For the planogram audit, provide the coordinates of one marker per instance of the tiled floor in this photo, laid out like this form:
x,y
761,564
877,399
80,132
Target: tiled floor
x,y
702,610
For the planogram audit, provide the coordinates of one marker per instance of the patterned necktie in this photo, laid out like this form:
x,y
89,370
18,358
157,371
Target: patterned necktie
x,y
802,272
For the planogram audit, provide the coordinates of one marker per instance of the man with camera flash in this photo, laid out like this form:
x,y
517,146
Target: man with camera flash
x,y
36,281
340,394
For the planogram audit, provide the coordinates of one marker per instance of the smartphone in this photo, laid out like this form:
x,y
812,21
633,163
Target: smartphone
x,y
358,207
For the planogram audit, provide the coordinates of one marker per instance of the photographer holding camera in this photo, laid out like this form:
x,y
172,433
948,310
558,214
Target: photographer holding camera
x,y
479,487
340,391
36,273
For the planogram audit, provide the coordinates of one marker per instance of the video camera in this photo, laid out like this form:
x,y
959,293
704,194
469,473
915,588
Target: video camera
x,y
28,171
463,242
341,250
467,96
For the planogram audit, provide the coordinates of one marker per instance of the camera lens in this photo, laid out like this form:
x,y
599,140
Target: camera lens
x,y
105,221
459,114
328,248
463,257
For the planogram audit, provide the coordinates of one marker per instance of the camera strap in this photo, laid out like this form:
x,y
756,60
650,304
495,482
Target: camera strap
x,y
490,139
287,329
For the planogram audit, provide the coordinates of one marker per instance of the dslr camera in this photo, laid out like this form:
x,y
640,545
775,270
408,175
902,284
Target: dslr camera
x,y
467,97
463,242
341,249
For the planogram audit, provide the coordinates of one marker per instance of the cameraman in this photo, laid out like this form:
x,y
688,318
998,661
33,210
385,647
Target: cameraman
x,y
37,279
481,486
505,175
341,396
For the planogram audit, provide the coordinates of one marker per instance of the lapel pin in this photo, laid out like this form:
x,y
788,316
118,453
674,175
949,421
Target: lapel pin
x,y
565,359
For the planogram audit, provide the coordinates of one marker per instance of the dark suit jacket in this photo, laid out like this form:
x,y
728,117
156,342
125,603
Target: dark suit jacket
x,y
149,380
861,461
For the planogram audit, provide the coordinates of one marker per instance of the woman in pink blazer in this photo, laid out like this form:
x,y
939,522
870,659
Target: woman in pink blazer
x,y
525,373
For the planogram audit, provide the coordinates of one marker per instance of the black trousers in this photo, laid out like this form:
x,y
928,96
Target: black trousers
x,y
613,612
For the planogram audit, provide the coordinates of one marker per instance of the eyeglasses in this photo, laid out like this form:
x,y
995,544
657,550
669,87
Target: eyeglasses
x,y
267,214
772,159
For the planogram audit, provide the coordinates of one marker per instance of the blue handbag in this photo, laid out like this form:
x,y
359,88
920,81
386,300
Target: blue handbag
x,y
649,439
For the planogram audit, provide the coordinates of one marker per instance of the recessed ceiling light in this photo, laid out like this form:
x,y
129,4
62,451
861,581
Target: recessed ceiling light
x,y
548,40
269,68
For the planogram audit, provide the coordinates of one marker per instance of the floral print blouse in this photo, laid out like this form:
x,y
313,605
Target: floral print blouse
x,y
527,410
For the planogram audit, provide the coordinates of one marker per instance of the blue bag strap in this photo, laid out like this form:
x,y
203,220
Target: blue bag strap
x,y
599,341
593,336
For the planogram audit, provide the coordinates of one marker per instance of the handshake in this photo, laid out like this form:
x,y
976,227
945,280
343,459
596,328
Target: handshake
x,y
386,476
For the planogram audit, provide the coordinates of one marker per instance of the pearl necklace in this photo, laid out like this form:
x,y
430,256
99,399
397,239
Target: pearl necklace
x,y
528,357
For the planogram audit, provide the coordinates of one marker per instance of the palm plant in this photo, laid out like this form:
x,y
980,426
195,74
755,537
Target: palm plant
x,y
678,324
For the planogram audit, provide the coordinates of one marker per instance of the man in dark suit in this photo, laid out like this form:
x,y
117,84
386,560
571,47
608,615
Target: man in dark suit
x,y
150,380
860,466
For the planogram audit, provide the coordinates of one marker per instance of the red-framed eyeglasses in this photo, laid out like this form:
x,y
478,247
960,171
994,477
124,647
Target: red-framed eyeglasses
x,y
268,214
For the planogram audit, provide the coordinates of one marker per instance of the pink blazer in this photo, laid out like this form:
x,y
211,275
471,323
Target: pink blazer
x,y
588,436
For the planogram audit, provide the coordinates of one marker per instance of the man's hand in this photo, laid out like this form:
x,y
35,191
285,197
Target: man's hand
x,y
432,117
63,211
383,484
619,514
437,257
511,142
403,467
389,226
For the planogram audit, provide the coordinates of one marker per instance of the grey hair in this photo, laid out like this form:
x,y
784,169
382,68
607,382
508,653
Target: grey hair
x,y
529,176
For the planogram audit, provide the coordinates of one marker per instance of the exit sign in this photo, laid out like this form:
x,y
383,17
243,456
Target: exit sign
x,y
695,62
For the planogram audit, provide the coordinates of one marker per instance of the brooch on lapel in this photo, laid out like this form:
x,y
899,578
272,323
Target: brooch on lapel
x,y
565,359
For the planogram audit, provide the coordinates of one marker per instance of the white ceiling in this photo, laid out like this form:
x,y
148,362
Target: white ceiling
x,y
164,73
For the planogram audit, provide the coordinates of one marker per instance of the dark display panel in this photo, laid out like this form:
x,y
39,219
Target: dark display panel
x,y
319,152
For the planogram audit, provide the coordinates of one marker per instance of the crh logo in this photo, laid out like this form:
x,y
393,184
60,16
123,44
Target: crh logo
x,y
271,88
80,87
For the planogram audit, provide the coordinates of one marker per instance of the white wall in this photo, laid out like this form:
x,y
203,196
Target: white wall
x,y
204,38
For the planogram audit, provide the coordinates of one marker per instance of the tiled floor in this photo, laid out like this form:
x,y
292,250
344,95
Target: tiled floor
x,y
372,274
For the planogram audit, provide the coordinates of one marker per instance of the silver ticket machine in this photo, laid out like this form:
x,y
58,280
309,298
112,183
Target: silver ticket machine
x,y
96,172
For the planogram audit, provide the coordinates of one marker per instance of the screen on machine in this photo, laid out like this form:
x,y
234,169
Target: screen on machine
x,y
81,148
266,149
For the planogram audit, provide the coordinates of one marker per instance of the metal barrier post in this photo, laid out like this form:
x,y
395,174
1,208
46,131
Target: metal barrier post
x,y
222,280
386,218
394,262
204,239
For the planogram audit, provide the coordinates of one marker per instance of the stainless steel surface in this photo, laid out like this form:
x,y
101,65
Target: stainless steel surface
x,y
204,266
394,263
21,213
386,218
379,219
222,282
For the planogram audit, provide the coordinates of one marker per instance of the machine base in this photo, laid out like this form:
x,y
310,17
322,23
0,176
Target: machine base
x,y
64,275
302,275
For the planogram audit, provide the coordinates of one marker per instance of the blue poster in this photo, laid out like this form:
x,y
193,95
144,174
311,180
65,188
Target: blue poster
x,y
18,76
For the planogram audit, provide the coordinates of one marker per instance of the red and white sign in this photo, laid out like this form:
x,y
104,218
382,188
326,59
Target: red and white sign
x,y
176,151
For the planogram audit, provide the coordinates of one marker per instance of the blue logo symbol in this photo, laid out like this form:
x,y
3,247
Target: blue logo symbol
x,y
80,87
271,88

————————

The whole listing above should be output again exactly.

For the planogram audit, provide the coordinates of one marker per instance of the tiled floor in this photo, laid out like this form:
x,y
761,564
877,399
80,132
Target: tiled floor
x,y
702,610
For the planogram audit, provide the coordinates of one marker per instance of the patterned necktie in this photo, laid out like this form:
x,y
89,370
18,358
157,371
Target: patterned necktie
x,y
802,272
For the planogram audit, provide the coordinates of one marker per instance of the man with camera flash in this photo, laid out like this form:
x,y
517,146
Target: man with camera flash
x,y
36,281
340,394
For the planogram audit, provide the coordinates of one marker per instance of the smartphone in this photo, laid out like this form:
x,y
812,21
633,163
Target: smartphone
x,y
358,207
For the planogram audit, provide the coordinates of one marker per instance of the photographer holding camera in this photo, laid out like this form:
x,y
172,433
948,310
558,214
Target: photographer holding camera
x,y
479,487
340,391
36,273
For the planogram audit, provide the coordinates of one marker per instance of the video camera in this photo, laid out like this form:
x,y
959,293
704,194
469,473
915,588
Target: video camera
x,y
28,171
463,242
341,250
467,96
For the planogram audit, provide the coordinates of one marker per instance of the camera lens in this photo, laid out like this form:
x,y
599,140
Target: camera lens
x,y
105,221
459,114
328,248
463,257
For the planogram audit, provide the coordinates of one marker per instance of the camera strap in this photo, laid out like this form:
x,y
756,60
650,304
495,482
Target: camera strap
x,y
490,139
287,329
For the planogram audit, provide the coordinates of one marker per instance of the dslr camera in this photo, laid out like this form:
x,y
640,545
775,270
408,175
902,284
Target: dslr camera
x,y
467,97
463,242
341,249
For the planogram audit, provide the coordinates of one marker per instance of the cameraman in this photo, laid out like this form:
x,y
688,318
998,661
33,210
385,647
Target: cameraman
x,y
37,279
481,486
505,175
341,396
For the planogram audit, provide the coordinates of one marker per instance of the lapel pin in this photo, laid out like this form:
x,y
788,316
118,453
674,175
949,421
Target: lapel pin
x,y
565,359
For the planogram audit, provide the coordinates of one marker per instance of the dark suit jacket in this photo, laid out like this form:
x,y
728,117
156,342
125,603
Target: dark suit jacket
x,y
149,380
861,461
For the planogram audit, provide the coordinates of one marker per instance of the woman in pink blazer in this photo, laid out like this form:
x,y
939,522
870,659
Target: woman in pink blazer
x,y
525,373
For the planogram audit, provide the coordinates of one marker per instance of the black trousers in this photo, laid out like this form:
x,y
928,96
Target: black trousers
x,y
613,612
For the planogram audit, provide the coordinates of one marker per instance of the eyeglasses in this photo, laid out like this form:
x,y
995,544
657,550
669,87
Target: eyeglasses
x,y
267,214
772,159
For the planogram audit, provide the coordinates of one marker per instance of the blue handbag in this photo, laid out like this form:
x,y
359,88
920,81
386,300
Target: blue handbag
x,y
649,439
For the planogram audit, provide the coordinates of one marker per instance of the recessed ceiling light in this photo, laid out like this form:
x,y
129,4
62,451
861,581
Target: recessed ceiling light
x,y
548,40
269,68
For the planogram audit, provide the coordinates of one marker per instance of the floral print blouse in this photo, laid out like this form:
x,y
313,605
Target: floral print blouse
x,y
527,410
For the planogram audit, provide the coordinates of one marker per instance of the blue bag strap in this photo, laid out like this form:
x,y
203,220
Target: blue bag strap
x,y
599,341
593,336
For the planogram audit, provide the coordinates of one marker per instance of the handshake in this photo, laid out like this form:
x,y
976,227
945,280
343,459
596,328
Target: handshake
x,y
386,476
For the planogram audit, provide the coordinates of one marker per instance of the pearl necklace in this photo, laid out like this form:
x,y
430,256
99,399
397,239
Target: pearl necklace
x,y
528,357
For the planogram audit, provide the coordinates of one marker per instance of the palm plant in this photo, laid out like this form:
x,y
980,426
195,74
755,537
Target: palm plant
x,y
678,324
For the planogram audit, provide the coordinates of one marker per instance of the man in dark suit in this photo, laid out like this form:
x,y
117,84
386,560
571,47
608,615
Target: man in dark suit
x,y
150,380
860,466
For the planogram audit, provide the coordinates of one marker per instance of the red-framed eyeglasses in this photo, laid out like this form:
x,y
478,247
960,171
994,477
124,647
Target: red-framed eyeglasses
x,y
268,214
For the planogram audit, provide the coordinates of one marker per instance of the pink blazer in this photo, laid out like this form:
x,y
211,275
471,323
Target: pink blazer
x,y
588,436
For the planogram audit, provide the coordinates of one marker per instance of the man's hand in this photo, laid out like this form:
x,y
35,191
285,197
Target: man's hand
x,y
432,117
63,211
383,484
619,514
437,257
511,142
403,467
389,226
For the planogram audit, provide the coordinates of one marker per instance of the grey hair in this photo, laid out like this form:
x,y
784,169
382,68
607,382
508,653
Target: grey hair
x,y
529,176
For the planogram audit, provide the coordinates of one marker per instance of the exit sign in this photo, laid out like this form:
x,y
383,17
243,456
Target: exit sign
x,y
695,62
For the planogram audit, provide the coordinates of one marker per instance of the brooch on lapel in this photo, laid out like this form:
x,y
899,578
272,323
Target: brooch on lapel
x,y
565,359
For the planogram audit, provide the coordinates of one marker per instance of the white ceiling in this photo, laid out like this form:
x,y
148,362
Target: white ceiling
x,y
164,73
For the planogram audit, provide the coordinates of one marker per instance of the dark display panel in this photo, laid out like this form:
x,y
39,219
Target: dark display panel
x,y
319,152
For the planogram audit, provide the coordinates of one marker per instance of the crh logo in this photo, laid out like this form:
x,y
393,184
60,16
123,44
Target: crh logo
x,y
271,88
80,87
For the planogram audit, provide the coordinates of one marker per instance of the white wall in this photo, laid out like this form:
x,y
203,196
Target: white wall
x,y
204,38
For the planogram audit, provide the coordinates of one marker per instance of the tiled floor in this photo, laid out like this form:
x,y
292,250
344,95
Target: tiled floor
x,y
372,274
For the planogram audit, provide the coordinates of one marker per instance of the silver ticket machine in this photo, laid out like this form:
x,y
58,280
309,298
112,183
Target: silver ticket machine
x,y
96,172
For the planogram audit, provide the coordinates of one marker per instance of the screen on machine in this photo, laid out like this form:
x,y
234,169
Target: screen on machine
x,y
81,148
266,149
For the planogram audit, provide the coordinates of one marker per instance of the metal barrier post in this photo, laid out like this form:
x,y
395,174
1,208
46,131
Target: metal barrier post
x,y
222,280
386,218
394,262
204,239
For the planogram audit, provide the coordinates of one marker per instance of the stainless steel surface in this photo, laid out like this form:
x,y
101,65
Target: stainless steel surface
x,y
204,266
394,263
21,213
386,218
379,219
222,282
For the planogram audit, provide the coordinates of one marker per instance of the machine base in this photo, laid out like this form:
x,y
310,17
322,23
0,176
Target: machine base
x,y
64,275
302,275
For the planogram audit, provide the coordinates of one marker per instance of the blue poster in this photo, laid out like this form:
x,y
193,95
144,174
311,180
65,188
Target: blue poster
x,y
18,76
For the planogram audit, provide the coordinates of one marker per instance of the red and white sign in this photo, laid out like this form:
x,y
104,218
382,188
326,59
Target: red and white sign
x,y
176,151
For the planogram audit, provide the coordinates of one marker per instance of the blue logo symbol in this photo, laid out like this form:
x,y
3,247
Target: blue logo symbol
x,y
80,87
271,88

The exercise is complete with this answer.